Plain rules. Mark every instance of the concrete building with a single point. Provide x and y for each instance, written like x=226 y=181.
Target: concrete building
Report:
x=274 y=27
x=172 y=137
● ● ● ● ● ● ●
*YOUR ASSIGNMENT*: Word for word, transcribe the entire listing shown above.

*FINISHED TASK*:
Plain rules. Mark every instance of the concrete building with a single point. Provide x and y for each instance, written like x=226 y=181.
Target: concrete building
Report:
x=274 y=27
x=172 y=137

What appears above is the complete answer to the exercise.